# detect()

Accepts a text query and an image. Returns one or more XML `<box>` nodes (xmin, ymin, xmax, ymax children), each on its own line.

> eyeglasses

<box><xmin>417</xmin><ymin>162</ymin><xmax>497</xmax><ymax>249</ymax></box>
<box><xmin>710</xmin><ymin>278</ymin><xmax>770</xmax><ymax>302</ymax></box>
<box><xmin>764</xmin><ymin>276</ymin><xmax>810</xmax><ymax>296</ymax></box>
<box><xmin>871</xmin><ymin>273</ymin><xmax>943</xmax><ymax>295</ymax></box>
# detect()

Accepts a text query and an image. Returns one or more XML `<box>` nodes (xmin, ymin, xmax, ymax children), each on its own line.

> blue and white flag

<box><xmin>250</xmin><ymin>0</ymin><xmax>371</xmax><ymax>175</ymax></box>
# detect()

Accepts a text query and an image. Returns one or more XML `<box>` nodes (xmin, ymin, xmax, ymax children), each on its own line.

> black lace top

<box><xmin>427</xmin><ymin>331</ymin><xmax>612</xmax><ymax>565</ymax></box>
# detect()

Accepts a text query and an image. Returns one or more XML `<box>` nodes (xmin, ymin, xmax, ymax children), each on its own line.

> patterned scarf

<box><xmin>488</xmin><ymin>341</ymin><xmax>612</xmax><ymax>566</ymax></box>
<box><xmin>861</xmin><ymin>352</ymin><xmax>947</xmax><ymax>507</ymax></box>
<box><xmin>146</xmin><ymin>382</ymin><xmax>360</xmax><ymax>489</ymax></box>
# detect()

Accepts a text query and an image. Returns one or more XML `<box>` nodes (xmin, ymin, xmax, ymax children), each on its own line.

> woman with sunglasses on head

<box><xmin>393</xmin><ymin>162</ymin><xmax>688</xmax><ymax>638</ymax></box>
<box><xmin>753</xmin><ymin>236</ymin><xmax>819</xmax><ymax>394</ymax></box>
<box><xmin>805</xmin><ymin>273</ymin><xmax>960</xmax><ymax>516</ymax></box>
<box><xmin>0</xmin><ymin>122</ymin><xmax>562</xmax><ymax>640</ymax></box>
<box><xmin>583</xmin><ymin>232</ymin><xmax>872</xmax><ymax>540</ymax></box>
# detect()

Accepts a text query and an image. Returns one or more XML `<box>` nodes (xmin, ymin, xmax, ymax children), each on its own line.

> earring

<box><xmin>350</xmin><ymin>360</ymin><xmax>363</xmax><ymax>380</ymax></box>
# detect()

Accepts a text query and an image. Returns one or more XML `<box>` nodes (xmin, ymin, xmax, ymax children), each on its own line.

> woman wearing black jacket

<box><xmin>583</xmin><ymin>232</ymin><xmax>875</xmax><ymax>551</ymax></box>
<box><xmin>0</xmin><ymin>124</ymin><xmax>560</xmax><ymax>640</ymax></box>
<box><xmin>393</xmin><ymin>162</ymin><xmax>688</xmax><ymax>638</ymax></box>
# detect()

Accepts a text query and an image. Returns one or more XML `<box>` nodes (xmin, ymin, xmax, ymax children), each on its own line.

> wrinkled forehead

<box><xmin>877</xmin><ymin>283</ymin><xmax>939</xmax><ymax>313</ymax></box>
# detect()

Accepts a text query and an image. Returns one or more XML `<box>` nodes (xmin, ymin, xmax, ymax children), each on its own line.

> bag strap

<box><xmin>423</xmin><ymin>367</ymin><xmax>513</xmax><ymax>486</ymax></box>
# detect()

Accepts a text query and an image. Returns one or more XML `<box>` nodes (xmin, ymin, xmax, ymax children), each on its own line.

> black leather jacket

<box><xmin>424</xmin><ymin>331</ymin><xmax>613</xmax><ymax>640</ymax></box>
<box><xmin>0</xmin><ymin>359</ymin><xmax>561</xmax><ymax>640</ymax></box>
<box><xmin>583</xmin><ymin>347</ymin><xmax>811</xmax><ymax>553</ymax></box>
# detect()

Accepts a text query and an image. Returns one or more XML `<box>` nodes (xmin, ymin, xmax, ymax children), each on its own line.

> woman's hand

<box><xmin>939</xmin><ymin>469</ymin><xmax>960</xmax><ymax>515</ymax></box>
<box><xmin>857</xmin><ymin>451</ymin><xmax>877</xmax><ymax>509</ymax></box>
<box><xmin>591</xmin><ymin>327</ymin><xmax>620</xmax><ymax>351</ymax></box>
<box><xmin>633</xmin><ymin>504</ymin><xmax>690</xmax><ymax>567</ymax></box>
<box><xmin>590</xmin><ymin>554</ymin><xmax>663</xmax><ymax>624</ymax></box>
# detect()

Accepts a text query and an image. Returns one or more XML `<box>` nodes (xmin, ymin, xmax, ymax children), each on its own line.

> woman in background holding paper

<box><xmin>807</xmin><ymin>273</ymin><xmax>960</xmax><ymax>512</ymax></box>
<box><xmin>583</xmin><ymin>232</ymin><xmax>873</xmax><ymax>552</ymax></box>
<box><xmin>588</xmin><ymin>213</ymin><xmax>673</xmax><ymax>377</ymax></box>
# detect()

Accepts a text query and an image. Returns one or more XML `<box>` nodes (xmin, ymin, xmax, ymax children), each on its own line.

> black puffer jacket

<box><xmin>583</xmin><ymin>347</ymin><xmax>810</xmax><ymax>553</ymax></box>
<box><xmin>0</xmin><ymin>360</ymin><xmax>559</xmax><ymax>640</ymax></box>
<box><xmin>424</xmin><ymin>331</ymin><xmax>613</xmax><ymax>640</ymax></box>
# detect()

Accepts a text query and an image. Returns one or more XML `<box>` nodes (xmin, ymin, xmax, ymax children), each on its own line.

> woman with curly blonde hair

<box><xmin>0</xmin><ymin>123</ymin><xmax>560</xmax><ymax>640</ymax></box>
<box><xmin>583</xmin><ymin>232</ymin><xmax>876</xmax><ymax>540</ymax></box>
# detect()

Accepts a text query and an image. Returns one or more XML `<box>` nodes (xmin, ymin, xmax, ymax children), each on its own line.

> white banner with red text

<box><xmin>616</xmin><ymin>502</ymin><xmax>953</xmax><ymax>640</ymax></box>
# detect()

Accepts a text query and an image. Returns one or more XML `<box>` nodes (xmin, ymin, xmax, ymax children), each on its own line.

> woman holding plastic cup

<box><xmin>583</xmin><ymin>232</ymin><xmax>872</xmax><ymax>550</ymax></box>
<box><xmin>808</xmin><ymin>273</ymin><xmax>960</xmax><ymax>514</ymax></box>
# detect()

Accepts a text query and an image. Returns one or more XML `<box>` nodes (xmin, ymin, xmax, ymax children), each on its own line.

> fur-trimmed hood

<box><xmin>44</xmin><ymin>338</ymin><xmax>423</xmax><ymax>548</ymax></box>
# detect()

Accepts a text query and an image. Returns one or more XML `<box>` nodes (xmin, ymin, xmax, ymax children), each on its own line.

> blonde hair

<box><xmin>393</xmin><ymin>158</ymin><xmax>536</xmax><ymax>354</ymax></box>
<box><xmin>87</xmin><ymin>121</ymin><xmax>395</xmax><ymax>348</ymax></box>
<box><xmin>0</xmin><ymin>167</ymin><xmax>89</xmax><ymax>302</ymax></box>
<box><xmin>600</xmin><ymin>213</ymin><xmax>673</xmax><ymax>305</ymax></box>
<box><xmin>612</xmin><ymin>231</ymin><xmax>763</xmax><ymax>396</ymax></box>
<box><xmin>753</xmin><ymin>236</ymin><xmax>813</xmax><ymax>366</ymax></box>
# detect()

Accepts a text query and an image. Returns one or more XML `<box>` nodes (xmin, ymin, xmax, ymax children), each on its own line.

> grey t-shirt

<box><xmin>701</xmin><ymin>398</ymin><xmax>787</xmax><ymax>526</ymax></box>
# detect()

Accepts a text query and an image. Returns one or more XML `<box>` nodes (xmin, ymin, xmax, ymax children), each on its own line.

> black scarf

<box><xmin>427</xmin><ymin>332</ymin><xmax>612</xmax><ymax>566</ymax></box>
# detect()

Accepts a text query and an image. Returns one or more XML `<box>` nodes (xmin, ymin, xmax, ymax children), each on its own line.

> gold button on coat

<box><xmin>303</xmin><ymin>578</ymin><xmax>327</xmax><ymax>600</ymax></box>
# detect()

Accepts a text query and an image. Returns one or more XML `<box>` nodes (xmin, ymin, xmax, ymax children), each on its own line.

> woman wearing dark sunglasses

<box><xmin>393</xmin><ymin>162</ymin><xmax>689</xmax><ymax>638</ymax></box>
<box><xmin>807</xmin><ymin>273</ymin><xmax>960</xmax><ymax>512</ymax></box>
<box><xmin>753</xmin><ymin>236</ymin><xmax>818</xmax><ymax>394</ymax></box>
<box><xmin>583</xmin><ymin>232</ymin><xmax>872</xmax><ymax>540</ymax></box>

- _WHAT YOU ARE ASKED TO DO_
From the material above, pick out every line containing the word "sunglasses" and copy each one. Case counts.

- _ANSWER BELOW_
> woman with sunglasses on head
> woman wearing dark sunglasses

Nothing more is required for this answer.